--- Brief 1 ---
In the snow day passage, how many snow days have the kids had in the past two weeks?
--- Brief 2 ---
Retype the part of the snow day passage starting with "The guilt keeps" and going on through "is important… survival!".

--- Passage ---
Content starts

The school district just closed. Are we closing the clinic? A text from my office manager the night before.
As I pondered my answer, I was calculating in my head the lost revenue from three physicians being out yet again. We have staff to pay and a lease to cover, for crying out loud.
Ah, yes. Oddly, we had snow again and the kids are now enjoying their fourth snow day of the past two weeks. Weird weather.
“Mommy, winter is my favorite season!” my son gushes as he smacks me in the head with a powdery projectile.
I can’t blame him. I remember those rare snow days I had as a kid.
My daughter is standing at a safe distance giggling as a snowball explodes at my chest.
I wrestle mightily, though:
There is guilt that I carry for not being there for patients.
Not that they would drive in this. Actually, I bet a lot of them probably would… Even if they shouldn’t.
I tell myself that I want to model hard work in the face of adversity for my kids. It makes me feel better for having guilt about not being there for the patients, but the reality is that I don’t have a sitter when school is out like this and they are just not at the age they could hang at the clinic without being a major disruption.
The guilt keeps me from enjoying my time off.
Secretly, I want to be home with my kiddos, though I would not say that outright to patients necessarily. I want to show the kids that they are more important to mommy than the sick people that take me away from them so often. They are my kids!
I want to teach them to take care of themselves and show them that life can be spontaneous and fun, to not trap themselves within other’s expectations all of the time.
Another snowball whizzes past my ear. I realize that it is time to focus on what is important… survival!

Content ends

Saved data entries
Content starts

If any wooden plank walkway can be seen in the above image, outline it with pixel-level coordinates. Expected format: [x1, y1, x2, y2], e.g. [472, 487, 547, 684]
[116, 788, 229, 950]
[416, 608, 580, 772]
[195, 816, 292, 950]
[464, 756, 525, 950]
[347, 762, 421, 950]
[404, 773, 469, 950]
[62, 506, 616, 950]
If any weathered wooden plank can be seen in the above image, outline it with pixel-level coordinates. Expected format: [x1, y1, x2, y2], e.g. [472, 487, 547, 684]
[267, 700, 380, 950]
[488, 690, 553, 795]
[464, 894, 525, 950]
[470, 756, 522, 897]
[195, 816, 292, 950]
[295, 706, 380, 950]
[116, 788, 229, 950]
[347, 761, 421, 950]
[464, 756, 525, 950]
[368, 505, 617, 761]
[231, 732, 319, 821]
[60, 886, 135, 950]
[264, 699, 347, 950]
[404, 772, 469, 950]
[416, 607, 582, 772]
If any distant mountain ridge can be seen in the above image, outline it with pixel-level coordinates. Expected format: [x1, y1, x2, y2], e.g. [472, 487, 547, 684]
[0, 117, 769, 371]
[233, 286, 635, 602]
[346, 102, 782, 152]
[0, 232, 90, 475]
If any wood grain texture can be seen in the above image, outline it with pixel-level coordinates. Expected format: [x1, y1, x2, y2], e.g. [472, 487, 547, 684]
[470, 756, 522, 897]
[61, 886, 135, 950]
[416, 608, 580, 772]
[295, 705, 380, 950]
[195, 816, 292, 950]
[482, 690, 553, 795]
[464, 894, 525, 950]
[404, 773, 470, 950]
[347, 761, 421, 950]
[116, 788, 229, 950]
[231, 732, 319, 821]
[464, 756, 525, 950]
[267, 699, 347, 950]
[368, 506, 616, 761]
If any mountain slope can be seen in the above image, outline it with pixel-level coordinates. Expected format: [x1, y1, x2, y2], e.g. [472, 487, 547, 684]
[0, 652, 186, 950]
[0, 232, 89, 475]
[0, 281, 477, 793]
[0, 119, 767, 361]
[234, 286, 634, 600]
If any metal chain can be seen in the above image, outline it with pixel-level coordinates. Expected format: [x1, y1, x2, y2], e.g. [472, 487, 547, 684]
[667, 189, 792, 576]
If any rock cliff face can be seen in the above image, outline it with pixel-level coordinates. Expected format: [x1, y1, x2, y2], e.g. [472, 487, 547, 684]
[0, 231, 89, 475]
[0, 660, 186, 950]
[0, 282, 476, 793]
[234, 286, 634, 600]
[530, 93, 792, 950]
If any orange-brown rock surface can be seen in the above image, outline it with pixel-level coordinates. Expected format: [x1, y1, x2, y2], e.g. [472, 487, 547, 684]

Content ends

--- Reply 1 ---
Four.

--- Reply 2 ---
The guilt keeps me from enjoying my time off.
Secretly, I want to be home with my kiddos, though I would not say that outright to patients necessarily. I want to show the kids that they are more important to mommy than the sick people that take me away from them so often. They are my kids!
I want to teach them to take care of themselves and show them that life can be spontaneous and fun, to not trap themselves within other’s expectations all of the time.
Another snowball whizzes past my ear. I realize that it is time to focus on what is important… survival!